• Available data
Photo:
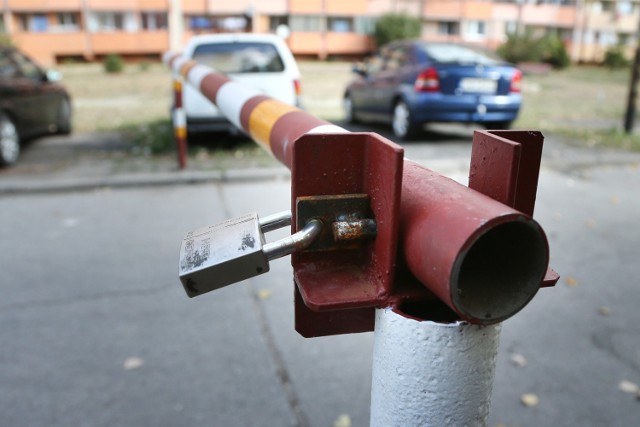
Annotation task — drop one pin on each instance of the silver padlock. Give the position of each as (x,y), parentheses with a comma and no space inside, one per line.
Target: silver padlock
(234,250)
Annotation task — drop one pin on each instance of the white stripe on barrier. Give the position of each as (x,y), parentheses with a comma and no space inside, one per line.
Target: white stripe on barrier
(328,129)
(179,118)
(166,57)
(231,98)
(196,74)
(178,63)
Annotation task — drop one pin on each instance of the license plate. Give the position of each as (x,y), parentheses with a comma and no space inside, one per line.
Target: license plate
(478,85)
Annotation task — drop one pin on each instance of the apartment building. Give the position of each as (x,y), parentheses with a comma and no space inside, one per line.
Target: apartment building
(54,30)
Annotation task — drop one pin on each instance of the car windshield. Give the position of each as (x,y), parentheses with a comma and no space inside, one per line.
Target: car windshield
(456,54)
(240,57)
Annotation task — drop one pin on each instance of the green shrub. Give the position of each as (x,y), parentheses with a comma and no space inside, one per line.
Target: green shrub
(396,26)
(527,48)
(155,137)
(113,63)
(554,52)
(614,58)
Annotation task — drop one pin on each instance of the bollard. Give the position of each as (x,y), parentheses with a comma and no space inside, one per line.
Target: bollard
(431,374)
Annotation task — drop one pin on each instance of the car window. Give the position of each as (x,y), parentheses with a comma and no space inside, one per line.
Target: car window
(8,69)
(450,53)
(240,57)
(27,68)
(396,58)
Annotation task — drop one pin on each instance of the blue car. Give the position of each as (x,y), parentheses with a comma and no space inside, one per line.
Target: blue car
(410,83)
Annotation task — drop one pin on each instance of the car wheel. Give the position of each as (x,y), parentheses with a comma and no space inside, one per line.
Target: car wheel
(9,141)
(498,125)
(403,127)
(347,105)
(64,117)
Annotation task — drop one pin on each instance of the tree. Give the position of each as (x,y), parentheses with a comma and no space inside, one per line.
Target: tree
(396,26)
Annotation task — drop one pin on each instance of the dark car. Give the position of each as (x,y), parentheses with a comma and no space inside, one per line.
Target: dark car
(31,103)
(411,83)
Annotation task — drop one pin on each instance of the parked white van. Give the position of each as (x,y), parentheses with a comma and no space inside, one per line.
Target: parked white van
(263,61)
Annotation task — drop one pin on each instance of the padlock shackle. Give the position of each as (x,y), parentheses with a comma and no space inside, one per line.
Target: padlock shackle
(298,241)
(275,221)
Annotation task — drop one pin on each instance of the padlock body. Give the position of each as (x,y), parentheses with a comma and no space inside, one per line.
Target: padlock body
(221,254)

...

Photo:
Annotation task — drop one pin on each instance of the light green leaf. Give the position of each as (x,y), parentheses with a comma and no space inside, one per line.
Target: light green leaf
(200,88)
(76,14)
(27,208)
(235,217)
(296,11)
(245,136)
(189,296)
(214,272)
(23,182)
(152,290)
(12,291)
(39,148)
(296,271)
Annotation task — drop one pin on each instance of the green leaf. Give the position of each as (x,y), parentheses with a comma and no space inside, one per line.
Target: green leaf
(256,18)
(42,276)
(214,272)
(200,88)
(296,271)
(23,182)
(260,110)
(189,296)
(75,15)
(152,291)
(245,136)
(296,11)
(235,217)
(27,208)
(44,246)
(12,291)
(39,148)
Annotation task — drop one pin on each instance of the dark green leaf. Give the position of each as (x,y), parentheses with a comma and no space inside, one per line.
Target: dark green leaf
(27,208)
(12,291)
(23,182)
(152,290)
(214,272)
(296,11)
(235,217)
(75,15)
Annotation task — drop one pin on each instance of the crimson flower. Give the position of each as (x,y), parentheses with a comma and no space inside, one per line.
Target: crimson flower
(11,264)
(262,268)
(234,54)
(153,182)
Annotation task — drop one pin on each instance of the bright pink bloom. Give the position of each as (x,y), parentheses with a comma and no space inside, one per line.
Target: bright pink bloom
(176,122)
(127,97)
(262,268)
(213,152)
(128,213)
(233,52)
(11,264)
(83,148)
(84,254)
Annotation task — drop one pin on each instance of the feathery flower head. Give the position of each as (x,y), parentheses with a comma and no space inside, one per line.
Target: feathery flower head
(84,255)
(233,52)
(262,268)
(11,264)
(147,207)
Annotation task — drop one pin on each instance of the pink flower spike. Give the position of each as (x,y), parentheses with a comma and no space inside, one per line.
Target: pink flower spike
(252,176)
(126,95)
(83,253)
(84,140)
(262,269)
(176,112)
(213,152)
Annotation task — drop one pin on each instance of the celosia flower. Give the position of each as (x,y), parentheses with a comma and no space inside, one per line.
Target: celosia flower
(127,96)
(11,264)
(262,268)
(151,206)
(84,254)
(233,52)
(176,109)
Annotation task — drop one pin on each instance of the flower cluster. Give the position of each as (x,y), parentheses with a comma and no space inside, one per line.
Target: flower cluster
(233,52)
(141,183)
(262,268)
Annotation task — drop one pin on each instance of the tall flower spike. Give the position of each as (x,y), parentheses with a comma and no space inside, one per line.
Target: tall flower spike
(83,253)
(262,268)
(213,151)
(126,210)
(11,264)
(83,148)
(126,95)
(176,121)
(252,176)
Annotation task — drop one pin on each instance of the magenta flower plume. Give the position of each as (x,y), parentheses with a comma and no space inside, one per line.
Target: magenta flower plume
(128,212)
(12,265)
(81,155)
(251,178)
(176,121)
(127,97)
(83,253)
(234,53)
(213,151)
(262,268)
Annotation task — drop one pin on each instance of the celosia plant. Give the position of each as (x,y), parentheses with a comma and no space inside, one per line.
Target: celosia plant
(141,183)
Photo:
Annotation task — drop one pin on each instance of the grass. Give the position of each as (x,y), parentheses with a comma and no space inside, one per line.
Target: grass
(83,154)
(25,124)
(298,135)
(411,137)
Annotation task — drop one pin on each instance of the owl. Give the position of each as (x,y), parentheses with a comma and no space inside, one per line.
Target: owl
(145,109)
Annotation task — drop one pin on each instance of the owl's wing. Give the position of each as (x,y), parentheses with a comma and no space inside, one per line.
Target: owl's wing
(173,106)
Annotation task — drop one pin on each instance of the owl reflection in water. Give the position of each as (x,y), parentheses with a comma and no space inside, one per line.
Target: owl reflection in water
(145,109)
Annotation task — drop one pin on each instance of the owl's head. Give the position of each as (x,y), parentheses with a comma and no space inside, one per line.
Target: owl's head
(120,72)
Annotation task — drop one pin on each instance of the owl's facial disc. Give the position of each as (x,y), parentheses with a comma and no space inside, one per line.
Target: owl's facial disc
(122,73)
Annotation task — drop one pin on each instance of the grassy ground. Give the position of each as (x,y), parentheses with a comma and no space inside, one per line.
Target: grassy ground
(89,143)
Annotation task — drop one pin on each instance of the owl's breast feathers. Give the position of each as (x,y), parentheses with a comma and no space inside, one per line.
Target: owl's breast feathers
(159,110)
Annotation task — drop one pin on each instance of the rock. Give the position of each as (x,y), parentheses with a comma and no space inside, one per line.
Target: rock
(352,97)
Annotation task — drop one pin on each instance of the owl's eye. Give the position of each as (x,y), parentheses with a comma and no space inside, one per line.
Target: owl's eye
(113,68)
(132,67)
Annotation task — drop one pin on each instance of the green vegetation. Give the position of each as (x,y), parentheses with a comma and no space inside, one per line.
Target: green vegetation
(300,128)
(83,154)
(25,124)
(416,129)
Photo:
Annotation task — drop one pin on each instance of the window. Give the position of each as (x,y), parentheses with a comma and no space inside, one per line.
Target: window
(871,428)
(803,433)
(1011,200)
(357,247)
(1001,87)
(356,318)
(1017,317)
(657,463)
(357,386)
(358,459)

• Written task
Count the lines in the rows above that contain the string "feathers", treating uppercase and lowercase as different. Reply with the number only.

• Answer to this problem
2